Cumanız hayr ola, 30 Ağustos Zafer Bayramımız kutlu ola, güzel bir gün; ama mevcut durumumuz pek iyi gitmiyor. Çünkü Müslümanlar halklar kan ağlıyor, her gün bir bomba sesiyle uyanır, yönetimler halklarını alenen katlediyor; üstelik bunlara dinsel meşuriyetler sağlanıyor. En acı tarafı da bu. Dünyada refah ve huzuru, ahirette ise felahı sağlayacak ilkeleri ( ed-Din) nasıl oluyor da tam tersine çevirebiliyoruz?
Farklı zaman ve mekânlarda aynı temel ilkelerin (İlahi Risaletlerin Birliği) uygulamalarında kırılmalar olduğu zaman farklı dil ve kültürlere farklı peygamberler (nebi/rasül) tarafından gönderilmiş, farklı yol ve yöntemlerle (şeriat/şerait) uygulamaya geçirilmiştir. Dinler, mezhepler, fırkalar bu uygulamaların farklılığının tezahürleri aslında; ama artık peygamber de gelmeyecek!  Bütün sorumluluk biz de!
#####
▸ Verilen görev a
Kayıtların başından "<point>3,5</point>" geçen satıra kadar, o satır da dahil her şeyi isteklerle birlikte yeniden yaz; yalnızca yanıtlardaki nokta koordinatlarını 0,35 ile çarp ve tam sayıya yuvarla, buçukları yukarı yuvarla. Resimleri yanıta koyma.
Metin ile kayıtlar birbirinden ayrı malzemelerdir.
#####
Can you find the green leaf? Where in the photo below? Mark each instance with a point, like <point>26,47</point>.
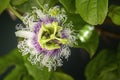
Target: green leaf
<point>77,21</point>
<point>104,66</point>
<point>60,76</point>
<point>27,6</point>
<point>92,11</point>
<point>114,14</point>
<point>8,60</point>
<point>69,5</point>
<point>3,5</point>
<point>37,73</point>
<point>88,39</point>
<point>17,2</point>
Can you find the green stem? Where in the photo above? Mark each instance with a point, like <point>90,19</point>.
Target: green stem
<point>41,5</point>
<point>15,12</point>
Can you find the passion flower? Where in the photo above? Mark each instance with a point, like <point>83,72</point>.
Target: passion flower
<point>46,37</point>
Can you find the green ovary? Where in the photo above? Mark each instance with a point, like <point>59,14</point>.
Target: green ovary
<point>49,36</point>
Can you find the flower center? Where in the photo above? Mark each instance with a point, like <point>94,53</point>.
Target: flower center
<point>49,36</point>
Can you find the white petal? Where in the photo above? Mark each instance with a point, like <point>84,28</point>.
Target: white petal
<point>24,34</point>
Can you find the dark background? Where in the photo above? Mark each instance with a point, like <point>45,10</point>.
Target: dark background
<point>75,66</point>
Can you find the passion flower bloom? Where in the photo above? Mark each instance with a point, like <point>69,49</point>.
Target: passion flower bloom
<point>46,37</point>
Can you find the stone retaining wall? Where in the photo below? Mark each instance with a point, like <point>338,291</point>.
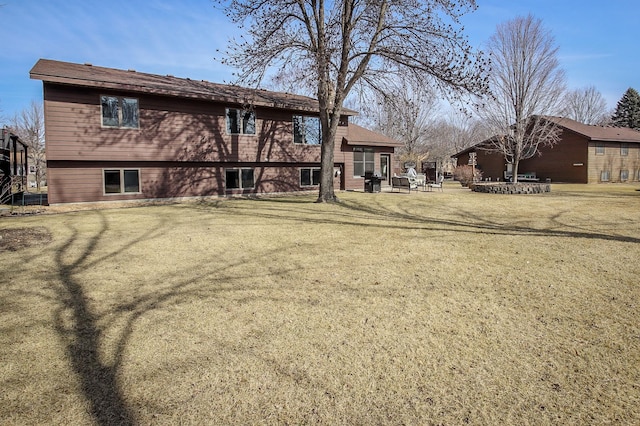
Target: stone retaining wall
<point>512,188</point>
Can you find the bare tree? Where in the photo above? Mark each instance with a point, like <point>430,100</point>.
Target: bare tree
<point>526,83</point>
<point>587,106</point>
<point>28,124</point>
<point>404,110</point>
<point>332,46</point>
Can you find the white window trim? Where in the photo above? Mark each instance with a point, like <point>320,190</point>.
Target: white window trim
<point>239,169</point>
<point>226,127</point>
<point>119,126</point>
<point>122,192</point>
<point>311,169</point>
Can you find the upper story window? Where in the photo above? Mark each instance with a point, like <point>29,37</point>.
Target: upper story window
<point>624,149</point>
<point>306,130</point>
<point>120,112</point>
<point>240,122</point>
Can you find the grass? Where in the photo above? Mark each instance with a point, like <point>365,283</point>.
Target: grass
<point>423,308</point>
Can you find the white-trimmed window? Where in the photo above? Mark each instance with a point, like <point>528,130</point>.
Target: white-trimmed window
<point>363,161</point>
<point>120,112</point>
<point>240,122</point>
<point>624,149</point>
<point>309,176</point>
<point>239,179</point>
<point>307,130</point>
<point>624,175</point>
<point>121,181</point>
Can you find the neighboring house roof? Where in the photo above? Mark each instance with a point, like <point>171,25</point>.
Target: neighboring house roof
<point>357,135</point>
<point>86,75</point>
<point>598,133</point>
<point>591,132</point>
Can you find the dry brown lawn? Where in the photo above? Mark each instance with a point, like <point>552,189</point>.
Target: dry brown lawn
<point>424,308</point>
#####
▸ Verilen görev b
Verilen metin hangi bayramı kutluyor?

▸ Yanıt a
Can you find the green leaf? Where in the photo below? Mark each instance with a point, like <point>26,47</point>.
Target: green leaf
<point>27,7</point>
<point>36,23</point>
<point>21,27</point>
<point>9,2</point>
<point>32,4</point>
<point>40,5</point>
<point>3,21</point>
<point>24,2</point>
<point>1,2</point>

▸ Yanıt b
30 Ağustos Zafer Bayramı.